**Work order 1**
Please translate this sentence from the Büyü review into Spanish: "Büyü is an attempt at some more serious horror, a shift away from Turkey’s history of goofy film."
**Work order 2**
Answer these questions from the Büyü review:
(a) Who directed the film?
(b) Which actor plays Sedef Ekrem?
(c) What does the title Büyü translate to?

**Document text**
[Start of section]

Nihat Ileri as Professor Hodja Ekrem
Özgü Namal as Sedef Ekrem
Dilek Serbest as Ceren
Ipek Tuzcuoglu as Ayse
Ebru Ürün as Zeynep
Ece Uslu as Ayden
Okan Yalabik as Cemil
Directed by Orhan Oguz
Watch Büyü and you will die, die, DIE!! Well, the theater will burn down! Okay, one theater, during opening night. And you might not die. In fact, no one died. But the movie is still cursed! Or not. Well, it sucks, so maybe it is cursed… Yes, the Opening Night Premiere truthfully ended in an inferno of the theater, but everyone got out okay. This fueled the curse speculation that lead to Büyü becoming a smash hit in Turkey. Note to self: burn down theater at premiere party for new independent film about a cursed film that burns down theaters in Turkey, make millions! Büyü is an attempt at some more serious horror, a shift away from Turkey’s history of goofy film. Instead, they borrow from some more obscure Western films and combine it with their own folk lore. Büyü, or Buyu as well call it from now on for ease of typing, translates to “Magic”, specifically Black Magic-type spells. The specific black magic is a ghost that slaughters a whole expedition of Turkish Archeologists, all of which but two are hot Turkish women. Turkey may have some problems, but their archeological departments must be funded to the hilt to attract all these hotties. Maybe they all think they’ll run into Harrison Ford or something. Some things never change in Turkish cinema, even back in the wild 1970′s and 1980′s they still packed their films full of bodacious babes, and the tradition lives on with Buyu and Valley of the Wolves: Iraq. Both films also have lots of blood and gore, another Turkish tradition. Some things have changed, though, for Buyu obviously is a more expensive offering than such cult films as Kilink or 3 Dev Adam, but it lacks the sense of fun and enjoyment those films offered. In that fact, Buyu is far much more of a failure than the Turkish Pop Cinema disasters that Turkey is better known for in the cult circles.

[End of section]

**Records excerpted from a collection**

[Start of section]

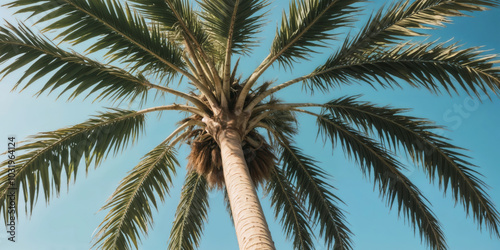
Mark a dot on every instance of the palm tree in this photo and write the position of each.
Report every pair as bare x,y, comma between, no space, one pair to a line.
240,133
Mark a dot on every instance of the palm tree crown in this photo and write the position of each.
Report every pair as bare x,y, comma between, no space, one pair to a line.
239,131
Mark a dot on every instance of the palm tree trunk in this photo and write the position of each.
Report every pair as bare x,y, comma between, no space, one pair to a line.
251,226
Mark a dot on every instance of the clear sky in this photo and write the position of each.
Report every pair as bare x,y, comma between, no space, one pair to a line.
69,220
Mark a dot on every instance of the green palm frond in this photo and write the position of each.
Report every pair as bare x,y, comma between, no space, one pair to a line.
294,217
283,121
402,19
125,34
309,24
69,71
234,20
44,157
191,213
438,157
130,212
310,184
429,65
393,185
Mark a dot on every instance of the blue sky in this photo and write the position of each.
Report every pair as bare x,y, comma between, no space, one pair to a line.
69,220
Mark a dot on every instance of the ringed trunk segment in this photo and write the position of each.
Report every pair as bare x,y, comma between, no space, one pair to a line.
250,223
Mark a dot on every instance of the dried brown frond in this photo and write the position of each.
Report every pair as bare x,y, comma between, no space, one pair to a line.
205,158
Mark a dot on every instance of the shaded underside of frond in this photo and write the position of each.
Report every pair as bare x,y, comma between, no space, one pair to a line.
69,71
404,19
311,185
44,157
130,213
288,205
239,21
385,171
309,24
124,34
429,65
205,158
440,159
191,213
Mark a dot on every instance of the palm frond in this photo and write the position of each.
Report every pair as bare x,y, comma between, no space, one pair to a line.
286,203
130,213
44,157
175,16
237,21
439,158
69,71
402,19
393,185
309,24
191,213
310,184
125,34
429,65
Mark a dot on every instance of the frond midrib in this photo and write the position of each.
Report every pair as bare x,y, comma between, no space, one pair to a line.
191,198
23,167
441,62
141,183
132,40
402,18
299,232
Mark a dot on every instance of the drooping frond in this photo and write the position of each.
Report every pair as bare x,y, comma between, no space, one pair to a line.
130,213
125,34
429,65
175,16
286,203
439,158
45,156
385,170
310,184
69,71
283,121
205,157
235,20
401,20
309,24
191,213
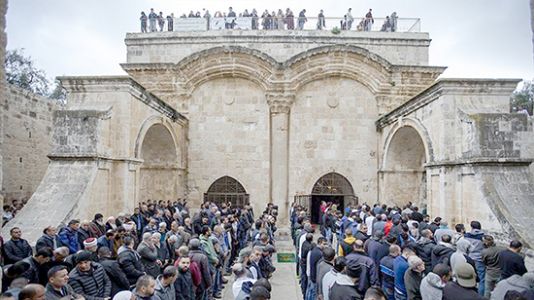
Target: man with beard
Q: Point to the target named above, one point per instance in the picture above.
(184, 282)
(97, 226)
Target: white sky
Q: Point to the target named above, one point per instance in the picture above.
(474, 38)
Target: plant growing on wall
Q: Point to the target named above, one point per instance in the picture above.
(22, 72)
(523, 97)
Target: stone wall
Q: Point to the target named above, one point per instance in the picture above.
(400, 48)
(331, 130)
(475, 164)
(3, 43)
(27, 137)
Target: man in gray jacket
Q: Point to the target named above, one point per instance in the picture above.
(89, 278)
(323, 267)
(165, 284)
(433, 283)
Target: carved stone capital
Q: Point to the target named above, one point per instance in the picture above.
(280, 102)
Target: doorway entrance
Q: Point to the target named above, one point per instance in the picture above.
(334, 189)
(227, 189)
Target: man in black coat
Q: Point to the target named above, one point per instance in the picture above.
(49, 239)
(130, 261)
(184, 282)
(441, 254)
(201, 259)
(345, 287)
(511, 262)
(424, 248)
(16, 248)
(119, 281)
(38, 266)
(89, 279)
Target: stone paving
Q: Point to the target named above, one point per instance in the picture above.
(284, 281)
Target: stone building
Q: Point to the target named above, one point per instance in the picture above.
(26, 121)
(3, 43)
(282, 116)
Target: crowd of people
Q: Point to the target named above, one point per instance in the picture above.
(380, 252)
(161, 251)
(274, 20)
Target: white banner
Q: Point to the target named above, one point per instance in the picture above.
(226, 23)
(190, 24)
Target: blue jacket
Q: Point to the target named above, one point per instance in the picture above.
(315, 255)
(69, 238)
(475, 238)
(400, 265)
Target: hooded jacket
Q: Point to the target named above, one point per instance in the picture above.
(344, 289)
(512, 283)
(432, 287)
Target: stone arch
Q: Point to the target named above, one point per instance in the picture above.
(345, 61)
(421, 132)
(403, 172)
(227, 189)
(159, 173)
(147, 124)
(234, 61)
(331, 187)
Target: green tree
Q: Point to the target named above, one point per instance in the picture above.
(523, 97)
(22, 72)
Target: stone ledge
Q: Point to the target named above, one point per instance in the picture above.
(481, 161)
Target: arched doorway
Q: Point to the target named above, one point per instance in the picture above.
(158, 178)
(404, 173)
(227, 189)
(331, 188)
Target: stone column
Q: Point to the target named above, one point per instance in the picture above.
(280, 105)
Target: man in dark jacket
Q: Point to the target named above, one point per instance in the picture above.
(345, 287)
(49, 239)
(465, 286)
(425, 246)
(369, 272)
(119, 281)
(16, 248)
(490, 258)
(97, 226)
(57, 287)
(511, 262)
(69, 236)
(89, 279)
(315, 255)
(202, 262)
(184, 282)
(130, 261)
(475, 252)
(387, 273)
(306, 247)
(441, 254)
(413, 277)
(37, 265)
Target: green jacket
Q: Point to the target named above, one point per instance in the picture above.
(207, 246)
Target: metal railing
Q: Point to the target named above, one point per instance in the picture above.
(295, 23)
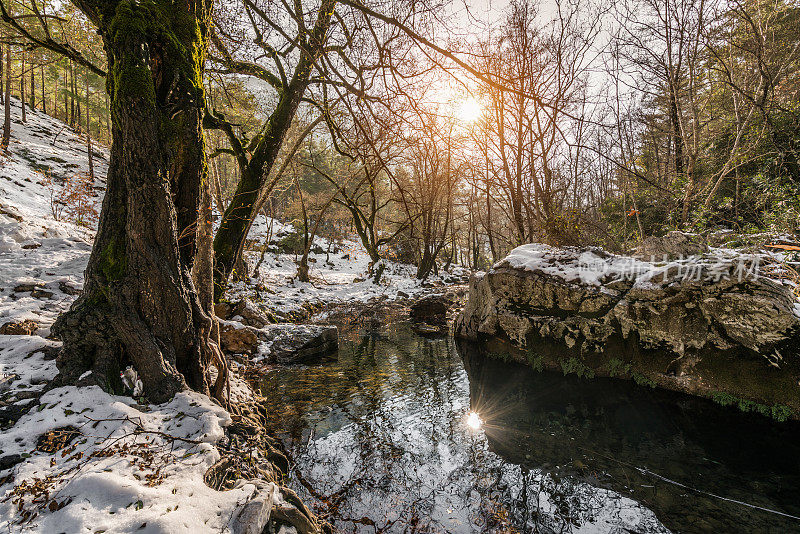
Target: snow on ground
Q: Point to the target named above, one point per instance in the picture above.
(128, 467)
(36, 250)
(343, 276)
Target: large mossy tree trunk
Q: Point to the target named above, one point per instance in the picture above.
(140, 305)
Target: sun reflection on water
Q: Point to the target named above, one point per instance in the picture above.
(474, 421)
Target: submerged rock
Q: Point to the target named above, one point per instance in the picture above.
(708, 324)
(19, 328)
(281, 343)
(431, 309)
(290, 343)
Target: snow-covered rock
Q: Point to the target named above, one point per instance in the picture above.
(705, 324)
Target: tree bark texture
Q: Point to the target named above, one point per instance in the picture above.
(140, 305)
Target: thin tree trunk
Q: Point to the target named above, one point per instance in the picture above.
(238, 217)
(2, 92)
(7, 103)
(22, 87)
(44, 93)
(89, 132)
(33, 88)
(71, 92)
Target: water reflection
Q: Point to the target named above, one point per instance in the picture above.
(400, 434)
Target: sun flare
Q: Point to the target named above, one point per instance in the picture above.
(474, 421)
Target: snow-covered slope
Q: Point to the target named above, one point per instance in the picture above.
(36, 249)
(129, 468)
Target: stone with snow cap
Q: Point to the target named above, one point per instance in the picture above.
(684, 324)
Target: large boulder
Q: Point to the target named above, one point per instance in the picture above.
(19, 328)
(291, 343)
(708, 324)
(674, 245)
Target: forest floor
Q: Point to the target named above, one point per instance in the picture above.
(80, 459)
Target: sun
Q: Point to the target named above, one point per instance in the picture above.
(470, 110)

[End of section]
[Start of section]

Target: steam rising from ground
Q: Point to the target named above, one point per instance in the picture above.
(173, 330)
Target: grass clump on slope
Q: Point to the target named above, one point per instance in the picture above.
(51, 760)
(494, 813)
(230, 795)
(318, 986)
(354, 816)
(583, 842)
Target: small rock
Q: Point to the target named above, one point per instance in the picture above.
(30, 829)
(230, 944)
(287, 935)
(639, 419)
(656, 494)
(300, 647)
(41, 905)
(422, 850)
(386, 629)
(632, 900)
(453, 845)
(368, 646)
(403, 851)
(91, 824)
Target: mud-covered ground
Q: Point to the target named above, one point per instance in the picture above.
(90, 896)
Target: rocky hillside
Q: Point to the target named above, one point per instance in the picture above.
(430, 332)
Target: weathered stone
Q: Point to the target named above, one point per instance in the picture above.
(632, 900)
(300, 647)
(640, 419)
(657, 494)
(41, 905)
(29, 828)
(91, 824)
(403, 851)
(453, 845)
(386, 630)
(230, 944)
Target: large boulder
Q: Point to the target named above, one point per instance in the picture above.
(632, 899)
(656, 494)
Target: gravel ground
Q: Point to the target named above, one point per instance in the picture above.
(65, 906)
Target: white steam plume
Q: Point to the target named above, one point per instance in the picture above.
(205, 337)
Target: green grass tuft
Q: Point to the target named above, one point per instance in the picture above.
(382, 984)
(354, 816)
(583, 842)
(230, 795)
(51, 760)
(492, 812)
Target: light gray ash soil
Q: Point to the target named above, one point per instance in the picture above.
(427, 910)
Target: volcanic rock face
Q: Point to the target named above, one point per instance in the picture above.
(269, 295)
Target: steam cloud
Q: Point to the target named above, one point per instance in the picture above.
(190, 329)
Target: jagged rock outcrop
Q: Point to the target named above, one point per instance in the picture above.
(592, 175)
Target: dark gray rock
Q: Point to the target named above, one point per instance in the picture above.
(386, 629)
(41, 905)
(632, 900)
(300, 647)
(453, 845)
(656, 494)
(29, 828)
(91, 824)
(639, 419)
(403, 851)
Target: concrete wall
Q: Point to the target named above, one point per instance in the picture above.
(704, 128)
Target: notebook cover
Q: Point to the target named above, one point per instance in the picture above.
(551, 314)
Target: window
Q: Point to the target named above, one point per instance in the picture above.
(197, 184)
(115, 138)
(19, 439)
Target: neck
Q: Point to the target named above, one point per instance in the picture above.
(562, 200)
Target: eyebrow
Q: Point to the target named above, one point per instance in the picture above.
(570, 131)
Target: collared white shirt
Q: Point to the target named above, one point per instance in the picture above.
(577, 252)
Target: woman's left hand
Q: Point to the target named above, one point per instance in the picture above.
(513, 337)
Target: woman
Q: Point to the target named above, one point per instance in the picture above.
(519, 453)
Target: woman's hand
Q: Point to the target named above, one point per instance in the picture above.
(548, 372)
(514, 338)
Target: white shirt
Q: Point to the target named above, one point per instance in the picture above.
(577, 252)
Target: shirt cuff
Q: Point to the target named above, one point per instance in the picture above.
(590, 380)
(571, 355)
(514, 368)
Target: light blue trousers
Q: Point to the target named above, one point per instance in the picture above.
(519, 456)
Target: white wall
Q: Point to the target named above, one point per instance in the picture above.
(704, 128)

[End of section]

**Expected answer 1**
Büyü es un intento de un terror algo más serio, un alejamiento de la tradición de cine disparatado de Turquía.

**Expected answer 2**
(a) Orhan Oguz
(b) Özgü Namal
(c) "Magic," specifically Black Magic-type spells